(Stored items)

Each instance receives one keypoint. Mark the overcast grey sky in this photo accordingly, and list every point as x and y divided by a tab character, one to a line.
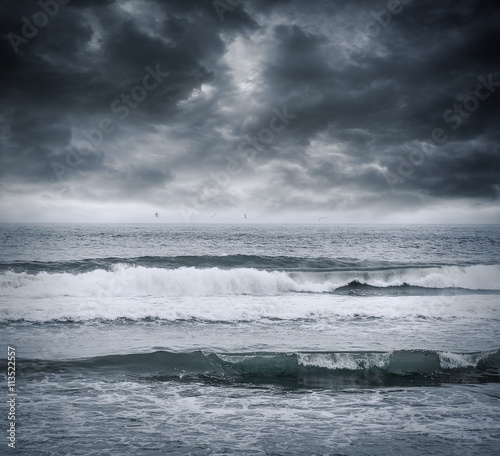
286	110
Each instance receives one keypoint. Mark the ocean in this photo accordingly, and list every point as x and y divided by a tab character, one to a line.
320	339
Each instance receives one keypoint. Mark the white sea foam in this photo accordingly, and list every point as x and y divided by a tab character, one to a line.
130	281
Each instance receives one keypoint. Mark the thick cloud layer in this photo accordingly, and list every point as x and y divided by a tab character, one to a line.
374	108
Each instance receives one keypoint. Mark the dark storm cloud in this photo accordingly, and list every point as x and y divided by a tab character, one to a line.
362	93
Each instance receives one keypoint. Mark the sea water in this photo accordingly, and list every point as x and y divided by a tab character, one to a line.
252	339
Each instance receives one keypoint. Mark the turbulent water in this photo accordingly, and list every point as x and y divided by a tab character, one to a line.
253	339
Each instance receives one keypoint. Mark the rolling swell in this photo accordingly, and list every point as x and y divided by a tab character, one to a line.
306	369
124	280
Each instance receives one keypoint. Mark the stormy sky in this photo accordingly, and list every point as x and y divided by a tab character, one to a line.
284	110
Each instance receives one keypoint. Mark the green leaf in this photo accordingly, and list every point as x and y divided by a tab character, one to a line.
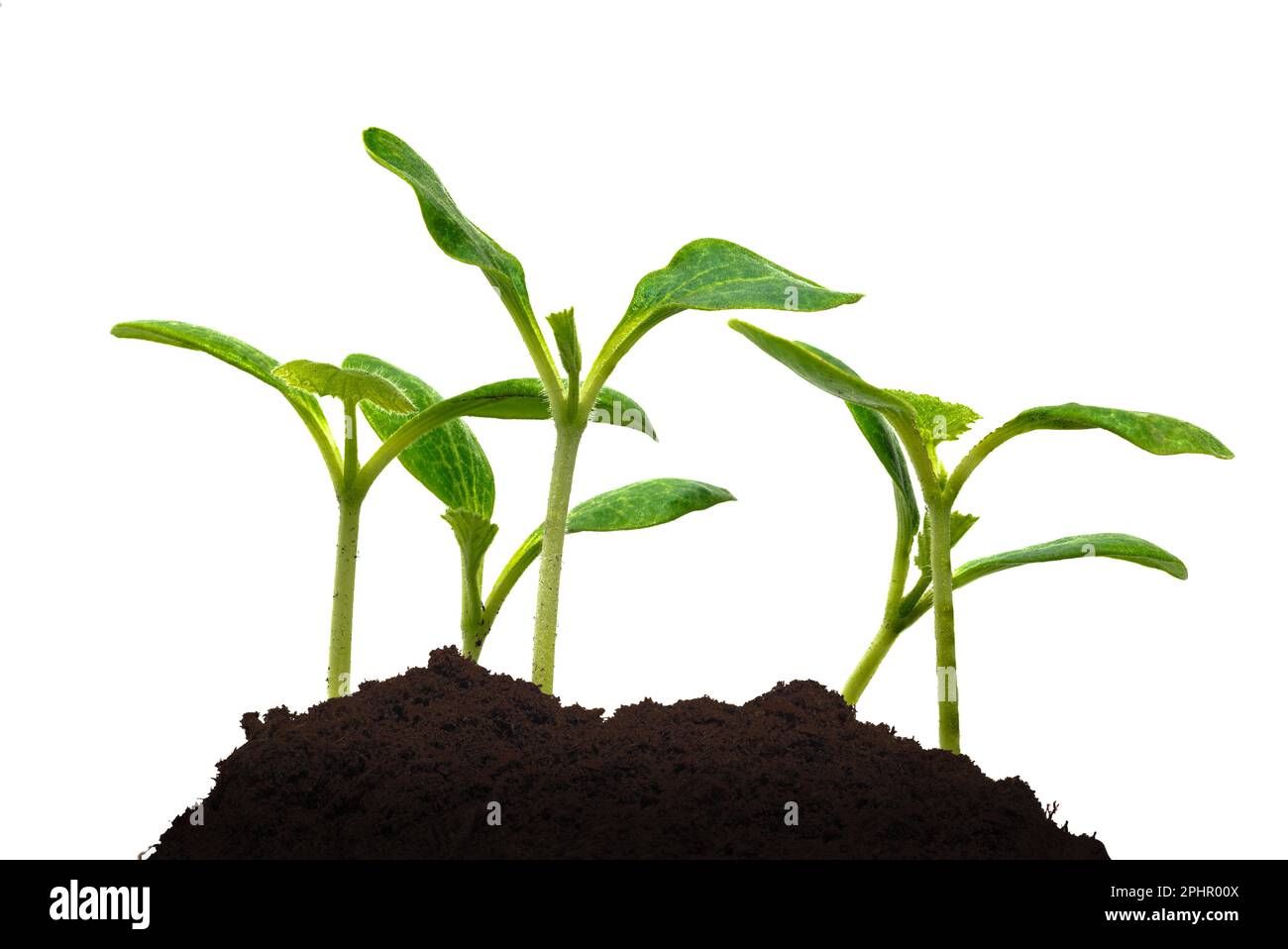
566	342
887	447
246	359
348	385
712	274
938	420
449	460
526	398
644	503
1158	434
1116	546
824	373
630	507
460	239
958	524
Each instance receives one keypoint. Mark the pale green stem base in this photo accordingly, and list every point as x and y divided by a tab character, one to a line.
890	621
342	606
346	563
552	555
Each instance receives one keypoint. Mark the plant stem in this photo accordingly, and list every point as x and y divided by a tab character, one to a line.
567	439
346	564
342	604
890	626
945	645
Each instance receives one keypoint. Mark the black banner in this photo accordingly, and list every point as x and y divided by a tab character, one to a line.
349	900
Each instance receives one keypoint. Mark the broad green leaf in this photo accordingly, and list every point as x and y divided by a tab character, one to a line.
1116	546
712	274
348	385
449	460
828	376
630	507
1158	434
566	342
958	524
475	535
458	236
526	398
938	420
233	352
244	357
887	447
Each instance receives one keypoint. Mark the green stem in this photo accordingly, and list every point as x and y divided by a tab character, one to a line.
552	554
475	628
890	627
346	564
945	644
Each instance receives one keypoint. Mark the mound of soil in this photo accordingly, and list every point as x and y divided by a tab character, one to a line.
415	765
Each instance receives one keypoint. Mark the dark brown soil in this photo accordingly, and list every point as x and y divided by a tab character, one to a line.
407	768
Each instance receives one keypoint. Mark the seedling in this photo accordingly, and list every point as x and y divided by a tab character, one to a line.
706	274
426	433
630	507
889	419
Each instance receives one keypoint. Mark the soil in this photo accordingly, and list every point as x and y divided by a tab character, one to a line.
406	768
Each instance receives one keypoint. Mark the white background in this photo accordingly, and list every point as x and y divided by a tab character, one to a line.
1042	204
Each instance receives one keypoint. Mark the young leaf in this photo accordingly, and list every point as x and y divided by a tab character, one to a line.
958	524
246	359
644	503
526	398
566	342
630	507
887	447
938	420
1158	434
711	274
347	385
450	462
1117	546
459	239
824	373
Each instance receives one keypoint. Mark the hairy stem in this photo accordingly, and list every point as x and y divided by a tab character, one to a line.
945	644
475	628
890	626
552	554
346	564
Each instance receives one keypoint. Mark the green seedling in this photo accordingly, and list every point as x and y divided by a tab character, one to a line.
896	423
434	464
428	434
706	274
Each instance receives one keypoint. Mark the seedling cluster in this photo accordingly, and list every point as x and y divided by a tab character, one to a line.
430	438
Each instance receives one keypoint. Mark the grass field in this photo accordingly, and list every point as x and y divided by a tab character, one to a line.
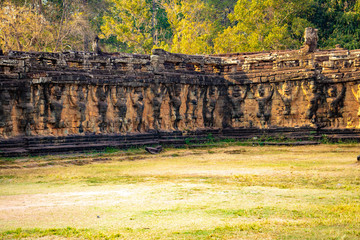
230	192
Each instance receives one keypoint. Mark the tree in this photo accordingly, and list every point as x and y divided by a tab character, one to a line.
191	26
23	29
257	25
130	22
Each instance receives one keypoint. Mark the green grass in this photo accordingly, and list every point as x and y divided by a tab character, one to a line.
228	192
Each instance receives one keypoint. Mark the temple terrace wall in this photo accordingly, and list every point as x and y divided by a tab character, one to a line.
79	93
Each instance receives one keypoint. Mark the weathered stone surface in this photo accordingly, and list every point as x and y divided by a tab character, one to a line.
79	93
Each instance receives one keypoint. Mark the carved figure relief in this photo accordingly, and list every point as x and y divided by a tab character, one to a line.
236	98
357	97
313	97
191	106
119	101
335	104
158	91
175	104
287	97
137	100
77	100
103	108
5	113
27	120
39	108
210	100
264	104
55	102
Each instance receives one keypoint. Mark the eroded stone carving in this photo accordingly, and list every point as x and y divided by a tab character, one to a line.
236	98
335	104
313	95
287	96
264	104
311	38
101	94
210	100
137	97
158	92
175	104
119	101
77	100
6	126
191	106
55	102
27	120
76	92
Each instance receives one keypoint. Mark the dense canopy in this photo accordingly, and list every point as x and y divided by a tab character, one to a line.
181	26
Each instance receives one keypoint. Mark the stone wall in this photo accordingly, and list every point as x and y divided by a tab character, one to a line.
75	93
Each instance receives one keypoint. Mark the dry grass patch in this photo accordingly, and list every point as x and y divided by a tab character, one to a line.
305	192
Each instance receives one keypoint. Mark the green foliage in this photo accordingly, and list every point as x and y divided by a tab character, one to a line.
182	26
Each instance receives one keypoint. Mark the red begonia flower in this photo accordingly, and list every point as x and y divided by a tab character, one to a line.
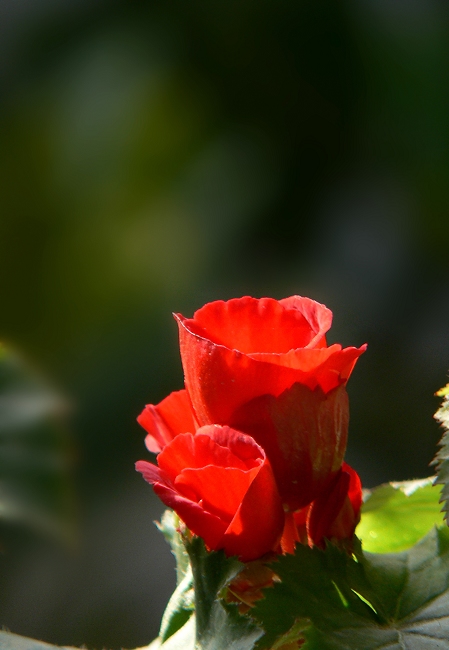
333	515
165	420
263	367
220	483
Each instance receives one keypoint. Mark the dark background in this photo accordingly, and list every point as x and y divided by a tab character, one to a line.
158	155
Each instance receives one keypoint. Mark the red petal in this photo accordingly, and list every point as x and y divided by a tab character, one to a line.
304	435
204	524
259	521
220	489
197	451
262	325
335	513
220	379
165	420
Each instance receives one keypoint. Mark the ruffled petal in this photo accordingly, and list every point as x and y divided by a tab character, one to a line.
258	523
335	513
220	380
166	420
304	434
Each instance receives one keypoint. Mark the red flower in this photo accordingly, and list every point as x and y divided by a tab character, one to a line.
263	367
163	422
333	515
221	485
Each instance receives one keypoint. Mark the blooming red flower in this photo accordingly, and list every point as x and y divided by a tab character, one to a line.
165	420
220	483
333	515
264	367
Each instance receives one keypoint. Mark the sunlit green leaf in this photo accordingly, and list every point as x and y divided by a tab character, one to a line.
397	515
398	601
442	458
219	626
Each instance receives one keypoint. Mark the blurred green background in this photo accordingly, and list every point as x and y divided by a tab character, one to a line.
158	155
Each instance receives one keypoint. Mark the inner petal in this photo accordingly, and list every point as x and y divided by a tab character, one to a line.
260	325
220	489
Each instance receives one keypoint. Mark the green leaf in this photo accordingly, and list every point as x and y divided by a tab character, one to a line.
169	527
397	515
394	601
219	625
35	452
179	609
441	460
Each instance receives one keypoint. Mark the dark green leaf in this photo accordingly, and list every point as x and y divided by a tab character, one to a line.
35	451
219	625
392	601
10	641
442	458
397	515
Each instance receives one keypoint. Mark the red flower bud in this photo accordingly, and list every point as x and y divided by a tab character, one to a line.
220	483
263	367
165	420
333	515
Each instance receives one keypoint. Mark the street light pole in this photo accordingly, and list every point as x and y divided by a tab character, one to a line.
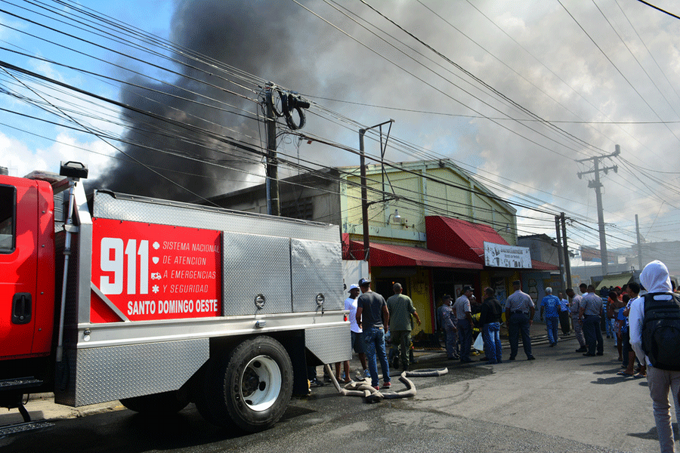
364	189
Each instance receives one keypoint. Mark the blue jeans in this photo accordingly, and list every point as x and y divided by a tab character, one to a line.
491	334
465	338
551	324
450	340
593	333
519	322
374	340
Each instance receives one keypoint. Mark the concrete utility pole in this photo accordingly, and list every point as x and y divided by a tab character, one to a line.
364	189
597	185
637	230
558	232
567	264
272	183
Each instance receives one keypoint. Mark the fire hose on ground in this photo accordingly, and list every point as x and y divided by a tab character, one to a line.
364	389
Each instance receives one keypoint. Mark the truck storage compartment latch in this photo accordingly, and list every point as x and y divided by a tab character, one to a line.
21	308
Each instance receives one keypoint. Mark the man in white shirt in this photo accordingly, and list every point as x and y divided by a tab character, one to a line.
655	279
357	339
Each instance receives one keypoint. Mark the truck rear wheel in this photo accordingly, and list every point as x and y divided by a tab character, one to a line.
157	404
249	387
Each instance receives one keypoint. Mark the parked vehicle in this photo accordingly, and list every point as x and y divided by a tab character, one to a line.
158	303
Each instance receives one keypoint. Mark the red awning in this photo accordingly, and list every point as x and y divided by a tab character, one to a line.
387	255
460	238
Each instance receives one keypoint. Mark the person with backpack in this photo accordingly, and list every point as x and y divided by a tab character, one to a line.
655	335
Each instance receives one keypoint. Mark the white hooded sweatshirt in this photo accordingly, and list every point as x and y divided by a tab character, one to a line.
655	279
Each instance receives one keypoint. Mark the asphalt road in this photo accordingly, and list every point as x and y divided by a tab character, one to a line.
561	402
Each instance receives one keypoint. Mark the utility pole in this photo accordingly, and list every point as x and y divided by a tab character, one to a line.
272	182
637	229
364	189
597	185
567	264
559	250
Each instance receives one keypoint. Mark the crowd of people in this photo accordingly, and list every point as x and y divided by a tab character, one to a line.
643	319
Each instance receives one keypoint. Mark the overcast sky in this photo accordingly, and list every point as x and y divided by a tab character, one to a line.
514	92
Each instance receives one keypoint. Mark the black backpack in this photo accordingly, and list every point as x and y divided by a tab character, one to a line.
661	332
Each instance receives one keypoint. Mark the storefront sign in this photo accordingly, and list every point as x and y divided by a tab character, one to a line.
499	255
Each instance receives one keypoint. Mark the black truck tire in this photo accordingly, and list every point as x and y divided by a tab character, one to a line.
156	404
249	387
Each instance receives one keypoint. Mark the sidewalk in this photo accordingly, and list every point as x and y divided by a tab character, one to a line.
41	406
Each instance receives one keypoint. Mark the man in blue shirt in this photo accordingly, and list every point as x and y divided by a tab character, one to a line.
374	319
590	312
551	305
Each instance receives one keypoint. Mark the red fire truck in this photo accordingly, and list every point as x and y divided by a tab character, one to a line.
158	303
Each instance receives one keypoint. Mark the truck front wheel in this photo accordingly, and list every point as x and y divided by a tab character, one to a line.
249	387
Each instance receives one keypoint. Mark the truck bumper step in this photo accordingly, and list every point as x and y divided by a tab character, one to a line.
23	427
18	383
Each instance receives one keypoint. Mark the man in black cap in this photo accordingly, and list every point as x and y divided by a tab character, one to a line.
463	313
374	319
519	312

**Aim:**
Can you reproduce word for word the stretch of the entries that starts with the line containing "Each instance receives one keypoint. Mark the truck bumper" and continues through the final entry?

**Exercise answer:**
Each instance receives one keypoint. Mark the truck bumper step in this photo accordingly, and list every point as x and y divided by a tab character, one to a line.
23	427
18	383
Each instance receives one keypoint. Mark the man in black cap in this photo accordingly, and list every point as x and y divided by a tab character, one to a line.
463	313
374	319
519	312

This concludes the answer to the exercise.